▶ _実施する課題_:
- a) 以下の漫画レビューについて答えてください。
(i) 作者は誰ですか?
(ii) 第04巻の評価は何点ですか?
(iii) 先生の体調不良にいち早く気づいたのは誰ですか?
- b) 漫画レビューの「総合評価:★★★(6点)」から「像など後学のための知識満載。」まで(その語句も含む)を書き写してください。

▶ _文書の抜粋_:
◆ ◆ ◆ ◆

少女漫画での高熱はハプニング満載。そして記憶を無くす便利なリセット機能付き。

キスよりも早く 4 (花とゆめコミックス)
田中 メカ(たなか めか)
キスよりも早く(きすよりもはやく)
第04巻評価:★★★(6点)
  総合評価:★★★(6点)
 

皆でお出かけデートの帰り道、バイクの故障&豪雨のため、ホテルに避難した2人。先生に「僕は君が好きだよ」と言われ、初めて過ごす夜は、ドキドキがいっぱいで…。さらに次の日、学校中に2人の噂が飛び交っていて!? 校長室に呼び出された文乃と先生、またまた大ピンチ!!!

簡潔完結感想文

  • お泊り回。ラブホの料金設定から部屋の内部、流れる映像など後学のための知識満載。
  • ピンチ回。学校中に2人の仲が怪しまれ別居生活スタート。先生の言い訳が どれも苦しい。
  • 誕生会。着飾った誕生日には逆に何も起きない。心が満たされれば肉欲は消え失せる?

調変化に気づくのは その人を一番 愛している人、の 4巻。

冒頭はバイクの故障と突然の豪雨で やむなくラブホテルに避難した2人の姿から。

夫婦となった生徒・文乃(ふみの)と教師・一馬(かずま)の
生活には あまりリアリティを感じられないが、
ラブホの描写には かなりのリアリティがある。
こんなこと「ララ」で描いて怒られないかと心配になるラブホテルの内部紹介。

しかし、もちろん一夜を共にするわけでなく、
先生はバイクの修理のために、一風呂 浴びて、
その間に寝てしまった文乃を置いて部屋を出て行く。
(どうせ濡れるのにとか、湯冷めするんじゃとか思ったが…)

ラブホ編は社会科見学と、次の話の伏線を張って終わりました。


生の終夜の作業で修理は完了し、早朝にラブホテルを出た2人無事に帰宅。
だが、雨に打たれ 徹夜した先生の体調は限界だった。

この時、先生の不調に いち早く気がついたのは友人で隣人の龍(りゅう)。
文乃よりも先生のことを逐一察知しているのは なんでだろう。

少女漫画では、普通の人なら気づかない体調の変化にいち早く気づくのは、
その人を よく目で追っている人の役目ですよね。
それって、好きってことなんじゃないか??

そして先生、そんな体調でバイクを運転して事故を起こしたりしなくて良かったね。
2人まとめて怪我したら全校中に関係が知れ渡ってしまう。

もしかして尾白兄弟は雨に打たれると風邪を引く体質なのか?(『3巻』の翔馬(しょうま))

その龍が、自分の部屋で朝を迎えた翔馬に対して、
「オレお前のこと好きだわぁ~ いつでも遊びにおいで」というのは、
一馬を好きな者同士の連帯感が掛けた言葉かもしれない。

◆ ◆ ◆ ◆

▶ _提示資料_:
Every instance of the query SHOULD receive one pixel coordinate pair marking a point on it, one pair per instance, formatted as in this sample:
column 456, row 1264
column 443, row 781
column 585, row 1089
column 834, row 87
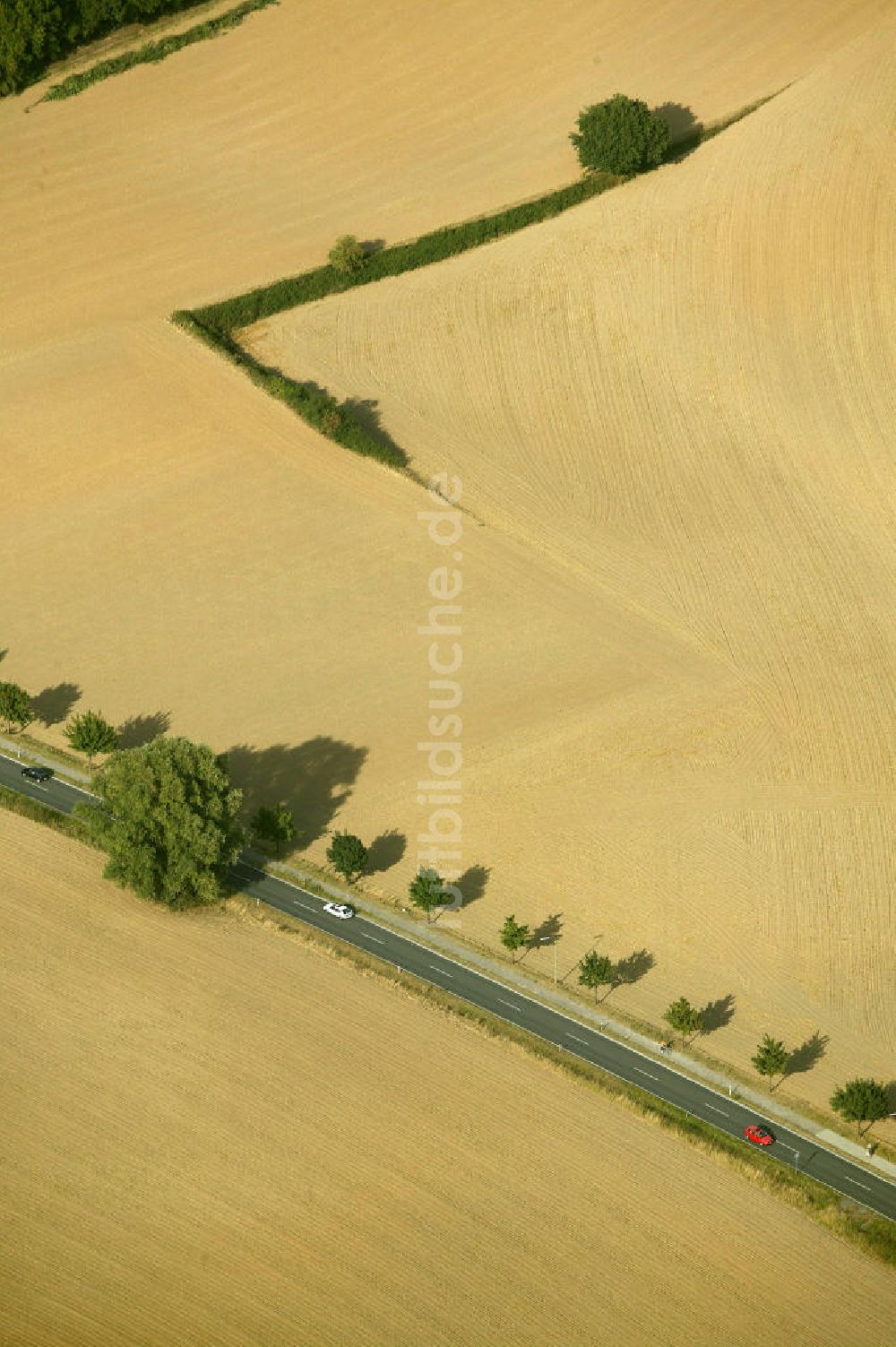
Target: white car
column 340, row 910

◆ ◆ ◆ ◆

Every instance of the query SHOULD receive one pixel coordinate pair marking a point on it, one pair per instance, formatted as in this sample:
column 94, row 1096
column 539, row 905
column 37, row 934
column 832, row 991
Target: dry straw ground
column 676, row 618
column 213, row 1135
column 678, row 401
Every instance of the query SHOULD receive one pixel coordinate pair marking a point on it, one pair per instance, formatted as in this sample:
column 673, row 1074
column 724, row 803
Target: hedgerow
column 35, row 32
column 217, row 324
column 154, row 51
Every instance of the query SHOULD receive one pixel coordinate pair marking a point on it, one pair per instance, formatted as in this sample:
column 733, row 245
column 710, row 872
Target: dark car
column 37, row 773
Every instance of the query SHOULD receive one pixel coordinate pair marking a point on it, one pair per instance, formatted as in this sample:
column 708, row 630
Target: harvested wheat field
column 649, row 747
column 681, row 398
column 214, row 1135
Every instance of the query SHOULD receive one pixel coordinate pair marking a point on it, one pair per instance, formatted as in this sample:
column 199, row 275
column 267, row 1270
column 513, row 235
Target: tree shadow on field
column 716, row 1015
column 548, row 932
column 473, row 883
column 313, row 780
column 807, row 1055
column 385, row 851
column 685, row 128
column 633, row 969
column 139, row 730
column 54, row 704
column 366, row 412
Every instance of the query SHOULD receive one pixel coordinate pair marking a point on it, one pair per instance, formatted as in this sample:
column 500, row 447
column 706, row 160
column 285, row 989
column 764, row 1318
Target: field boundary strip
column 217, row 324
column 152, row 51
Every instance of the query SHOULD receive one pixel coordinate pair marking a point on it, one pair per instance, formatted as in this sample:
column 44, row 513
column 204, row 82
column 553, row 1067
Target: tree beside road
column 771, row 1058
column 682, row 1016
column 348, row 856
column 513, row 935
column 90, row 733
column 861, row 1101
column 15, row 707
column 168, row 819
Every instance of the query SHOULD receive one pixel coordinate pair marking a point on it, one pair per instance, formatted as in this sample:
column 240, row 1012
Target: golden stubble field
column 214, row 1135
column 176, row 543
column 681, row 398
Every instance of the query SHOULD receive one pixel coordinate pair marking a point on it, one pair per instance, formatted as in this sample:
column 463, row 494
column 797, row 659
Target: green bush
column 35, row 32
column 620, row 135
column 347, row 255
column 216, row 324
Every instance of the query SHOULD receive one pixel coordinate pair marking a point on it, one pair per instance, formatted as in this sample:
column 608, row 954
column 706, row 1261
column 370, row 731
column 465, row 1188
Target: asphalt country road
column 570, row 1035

◆ ◆ ◆ ◆

▶ _課題別の結果_:
- a)
(i) 田中 メカ
(ii) 6点
(iii) 友人で隣人の龍(りゅう)

- b)
総合評価:★★★(6点)
 

皆でお出かけデートの帰り道、バイクの故障&豪雨のため、ホテルに避難した2人。先生に「僕は君が好きだよ」と言われ、初めて過ごす夜は、ドキドキがいっぱいで…。さらに次の日、学校中に2人の噂が飛び交っていて!? 校長室に呼び出された文乃と先生、またまた大ピンチ!!!

簡潔完結感想文

  • お泊り回。ラブホの料金設定から部屋の内部、流れる映像など後学のための知識満載。